Material for this task:
%%

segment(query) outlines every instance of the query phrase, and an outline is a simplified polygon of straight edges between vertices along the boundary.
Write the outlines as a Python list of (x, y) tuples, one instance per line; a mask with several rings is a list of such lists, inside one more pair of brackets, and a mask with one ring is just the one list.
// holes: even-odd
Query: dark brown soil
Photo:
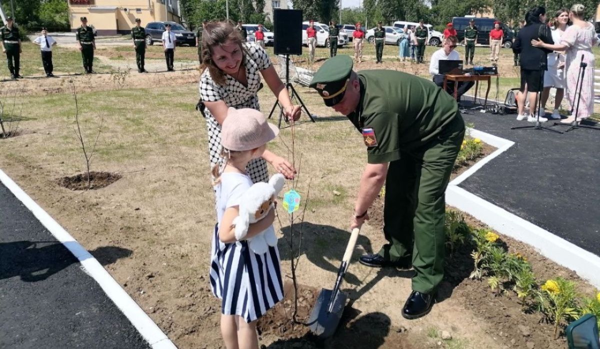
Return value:
[[(373, 312), (360, 316), (361, 312), (346, 306), (340, 326), (333, 338), (320, 339), (313, 335), (305, 323), (313, 310), (320, 290), (301, 285), (298, 287), (298, 314), (299, 324), (293, 324), (293, 288), (290, 281), (284, 285), (285, 294), (283, 302), (260, 318), (257, 324), (259, 335), (274, 336), (278, 340), (269, 345), (269, 349), (288, 348), (415, 348), (408, 338), (406, 329), (392, 326), (389, 317), (382, 312)], [(266, 348), (262, 346), (261, 348)]]
[(70, 177), (62, 177), (56, 181), (59, 185), (71, 190), (101, 189), (121, 179), (121, 175), (110, 172), (89, 173), (89, 186), (88, 186), (88, 173), (79, 173)]

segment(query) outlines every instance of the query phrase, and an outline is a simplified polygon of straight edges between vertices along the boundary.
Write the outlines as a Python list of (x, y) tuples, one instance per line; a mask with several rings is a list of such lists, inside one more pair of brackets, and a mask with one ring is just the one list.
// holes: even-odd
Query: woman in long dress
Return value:
[[(594, 59), (592, 48), (598, 43), (598, 37), (591, 23), (583, 20), (585, 7), (581, 4), (575, 4), (571, 8), (569, 18), (573, 25), (569, 27), (560, 38), (558, 44), (550, 45), (539, 40), (532, 40), (532, 44), (554, 51), (566, 52), (566, 92), (565, 97), (569, 101), (573, 112), (561, 122), (571, 124), (575, 121), (577, 112), (577, 121), (589, 117), (594, 112)], [(582, 61), (583, 59), (583, 61)], [(581, 91), (577, 88), (580, 67), (581, 62), (587, 64), (583, 81), (580, 81)], [(577, 111), (577, 101), (579, 109)]]
[(408, 25), (405, 25), (404, 30), (404, 32), (402, 34), (402, 40), (400, 40), (398, 52), (398, 55), (403, 62), (406, 61), (407, 57), (410, 56), (410, 29), (409, 29)]

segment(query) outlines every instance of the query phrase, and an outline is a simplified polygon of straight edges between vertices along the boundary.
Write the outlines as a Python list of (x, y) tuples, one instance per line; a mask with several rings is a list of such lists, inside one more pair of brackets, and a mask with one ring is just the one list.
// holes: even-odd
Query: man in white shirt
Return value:
[[(429, 64), (429, 73), (433, 77), (433, 82), (438, 86), (443, 88), (444, 76), (440, 74), (440, 61), (458, 61), (460, 59), (460, 55), (454, 50), (458, 39), (455, 36), (449, 37), (445, 38), (442, 44), (442, 48), (436, 51), (431, 55), (431, 61)], [(460, 97), (471, 88), (475, 83), (472, 81), (460, 82), (458, 83), (458, 87), (457, 89), (457, 98), (460, 101)], [(451, 95), (454, 94), (454, 82), (449, 81), (446, 85), (446, 92)]]
[(164, 47), (164, 58), (167, 60), (167, 71), (175, 71), (173, 60), (175, 53), (175, 33), (171, 31), (171, 25), (166, 23), (167, 29), (163, 33), (163, 47)]
[(52, 46), (56, 44), (56, 41), (52, 38), (52, 37), (48, 36), (48, 31), (45, 28), (41, 28), (41, 36), (38, 37), (34, 43), (40, 46), (41, 50), (41, 62), (44, 65), (44, 71), (46, 72), (47, 77), (53, 77), (52, 70), (54, 67), (52, 66)]

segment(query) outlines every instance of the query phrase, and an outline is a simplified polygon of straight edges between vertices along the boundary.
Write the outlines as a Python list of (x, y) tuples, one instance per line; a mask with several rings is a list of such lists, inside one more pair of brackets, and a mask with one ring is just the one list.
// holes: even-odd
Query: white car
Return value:
[[(377, 27), (376, 27), (377, 28)], [(394, 28), (393, 26), (383, 26), (385, 29), (385, 43), (390, 45), (400, 45), (402, 41), (404, 31), (400, 28)], [(371, 28), (367, 31), (365, 35), (367, 41), (371, 44), (375, 42), (375, 28)]]
[[(403, 30), (404, 26), (414, 26), (415, 28), (419, 26), (419, 23), (416, 22), (406, 22), (404, 20), (397, 20), (394, 22), (394, 26), (399, 28)], [(443, 34), (437, 31), (434, 31), (432, 28), (433, 26), (430, 24), (424, 24), (424, 26), (429, 29), (429, 42), (428, 44), (432, 46), (437, 46), (442, 43), (442, 37)]]
[[(314, 30), (317, 31), (317, 46), (329, 47), (329, 27), (322, 23), (314, 22)], [(306, 29), (308, 28), (308, 22), (302, 23), (302, 43), (308, 44), (308, 37), (306, 35)], [(343, 46), (348, 43), (348, 34), (340, 30), (338, 34), (338, 47)]]
[[(246, 41), (249, 42), (254, 41), (254, 32), (259, 30), (259, 25), (242, 24), (242, 26), (246, 28), (246, 32), (248, 33), (248, 37), (246, 38)], [(263, 26), (263, 33), (265, 34), (265, 45), (272, 45), (273, 42), (275, 41), (275, 34), (273, 34), (272, 32), (269, 31), (267, 28), (265, 28), (265, 26)]]

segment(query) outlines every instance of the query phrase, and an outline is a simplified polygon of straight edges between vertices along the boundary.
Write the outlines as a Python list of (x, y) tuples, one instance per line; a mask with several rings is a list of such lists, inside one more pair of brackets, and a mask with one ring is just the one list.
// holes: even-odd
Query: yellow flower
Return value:
[(496, 240), (498, 239), (500, 236), (498, 236), (497, 234), (492, 233), (491, 231), (488, 231), (487, 234), (485, 234), (485, 240), (487, 240), (490, 242), (496, 242)]
[(560, 291), (560, 288), (559, 288), (559, 284), (556, 281), (554, 280), (548, 280), (546, 283), (542, 285), (542, 290), (544, 291), (547, 291), (548, 293), (551, 293), (553, 294), (558, 293)]

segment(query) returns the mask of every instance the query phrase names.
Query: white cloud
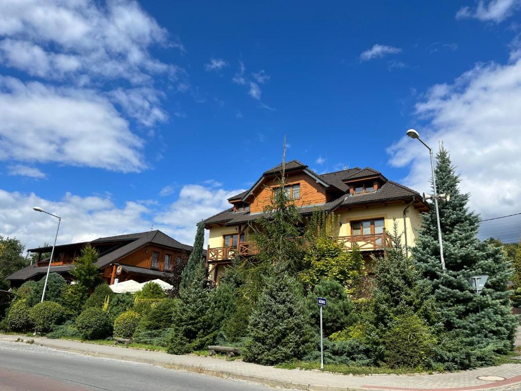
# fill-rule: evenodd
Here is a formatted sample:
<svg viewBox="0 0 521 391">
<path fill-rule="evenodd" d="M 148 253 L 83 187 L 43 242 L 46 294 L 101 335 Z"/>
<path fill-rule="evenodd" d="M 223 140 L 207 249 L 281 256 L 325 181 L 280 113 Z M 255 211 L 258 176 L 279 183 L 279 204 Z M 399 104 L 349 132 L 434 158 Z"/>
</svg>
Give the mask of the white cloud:
<svg viewBox="0 0 521 391">
<path fill-rule="evenodd" d="M 399 47 L 376 44 L 370 49 L 363 52 L 360 55 L 360 59 L 367 61 L 373 58 L 380 58 L 388 54 L 396 54 L 402 51 Z"/>
<path fill-rule="evenodd" d="M 45 178 L 47 176 L 45 173 L 34 167 L 24 166 L 23 164 L 14 164 L 9 166 L 9 175 L 19 175 L 20 176 L 30 177 L 36 179 Z"/>
<path fill-rule="evenodd" d="M 511 16 L 520 6 L 519 0 L 491 0 L 488 4 L 480 0 L 475 9 L 470 7 L 461 8 L 456 14 L 456 19 L 473 18 L 499 23 Z"/>
<path fill-rule="evenodd" d="M 0 234 L 19 239 L 26 248 L 49 242 L 56 220 L 32 210 L 39 206 L 61 217 L 57 243 L 91 240 L 98 237 L 159 229 L 179 241 L 193 243 L 196 224 L 227 209 L 229 197 L 242 189 L 187 185 L 177 201 L 166 207 L 153 200 L 114 204 L 109 196 L 80 197 L 67 193 L 59 200 L 0 190 Z"/>
<path fill-rule="evenodd" d="M 264 83 L 269 80 L 270 77 L 269 75 L 266 74 L 264 69 L 262 69 L 257 73 L 253 73 L 252 75 L 253 76 L 253 78 L 257 80 L 257 82 L 260 84 L 264 84 Z"/>
<path fill-rule="evenodd" d="M 145 168 L 132 120 L 167 120 L 163 89 L 188 85 L 157 47 L 184 51 L 137 2 L 0 2 L 0 65 L 32 80 L 0 76 L 0 160 Z"/>
<path fill-rule="evenodd" d="M 470 207 L 483 217 L 521 210 L 521 59 L 505 65 L 478 65 L 451 84 L 433 86 L 417 104 L 422 138 L 437 150 L 443 141 L 472 194 Z M 405 184 L 429 188 L 427 150 L 404 137 L 390 149 L 390 162 L 410 165 Z"/>
<path fill-rule="evenodd" d="M 260 89 L 259 88 L 258 85 L 256 83 L 250 81 L 250 91 L 248 91 L 248 95 L 254 99 L 256 99 L 258 101 L 260 100 L 260 95 L 262 93 L 262 92 L 260 91 Z"/>
<path fill-rule="evenodd" d="M 0 161 L 54 162 L 123 172 L 146 167 L 142 140 L 95 91 L 0 76 Z"/>
<path fill-rule="evenodd" d="M 159 191 L 159 196 L 162 197 L 166 197 L 167 196 L 170 196 L 171 194 L 173 194 L 175 192 L 175 190 L 173 186 L 165 186 L 161 190 Z"/>
<path fill-rule="evenodd" d="M 210 62 L 205 64 L 204 69 L 207 71 L 220 70 L 228 66 L 228 63 L 222 58 L 210 58 Z"/>
<path fill-rule="evenodd" d="M 195 236 L 196 224 L 230 207 L 227 199 L 244 191 L 187 185 L 181 189 L 177 201 L 167 211 L 156 215 L 154 220 L 168 226 L 169 232 L 176 239 L 191 245 Z"/>
</svg>

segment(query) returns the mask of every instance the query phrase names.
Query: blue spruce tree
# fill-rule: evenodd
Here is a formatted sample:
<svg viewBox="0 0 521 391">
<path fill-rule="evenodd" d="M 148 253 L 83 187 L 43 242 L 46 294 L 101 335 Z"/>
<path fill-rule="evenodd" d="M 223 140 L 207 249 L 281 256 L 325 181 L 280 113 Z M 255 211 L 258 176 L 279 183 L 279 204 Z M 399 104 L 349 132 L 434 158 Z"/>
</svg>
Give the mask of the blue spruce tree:
<svg viewBox="0 0 521 391">
<path fill-rule="evenodd" d="M 479 356 L 505 353 L 512 349 L 517 321 L 511 314 L 507 284 L 511 269 L 501 249 L 481 242 L 476 234 L 479 217 L 469 211 L 469 194 L 460 191 L 448 152 L 441 146 L 435 171 L 439 193 L 450 192 L 450 200 L 439 204 L 446 270 L 442 270 L 435 209 L 423 216 L 413 255 L 418 271 L 432 286 L 444 329 L 457 336 L 471 353 Z M 486 274 L 488 281 L 481 295 L 468 278 Z M 472 360 L 471 360 L 472 361 Z M 468 366 L 479 365 L 469 362 Z"/>
</svg>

%%

Exercise directions: Change "dark brown soil" to "dark brown earth" in the records, beginning at their first line and stopping after the line that contains "173), (79, 173)]". Keep everything else the same, and omit the pictures.

Written reply:
segment(query) outlines every instance of the query phrase, and an outline is a simplified polygon of straight edges between vertices along the boundary.
Write the outlines as a Python list of (x, y) tuples, one instance per line; a mask with several rings is a list of such lists, inside one more pair of brackets, and a mask with one ring is just the one list.
// holes: even-odd
Query: dark brown earth
Photo:
Return value:
[[(373, 312), (360, 316), (361, 312), (346, 306), (340, 326), (333, 338), (320, 339), (313, 335), (305, 323), (313, 310), (320, 290), (301, 285), (298, 287), (298, 314), (299, 324), (293, 324), (293, 288), (290, 281), (284, 285), (285, 294), (283, 302), (260, 318), (257, 324), (259, 335), (274, 336), (278, 340), (269, 345), (269, 349), (288, 348), (415, 348), (408, 338), (406, 329), (392, 326), (389, 317), (382, 312)], [(266, 348), (262, 346), (261, 348)]]
[(70, 177), (62, 177), (56, 181), (59, 185), (71, 190), (101, 189), (121, 179), (121, 175), (110, 172), (89, 173), (89, 186), (88, 186), (88, 173), (79, 173)]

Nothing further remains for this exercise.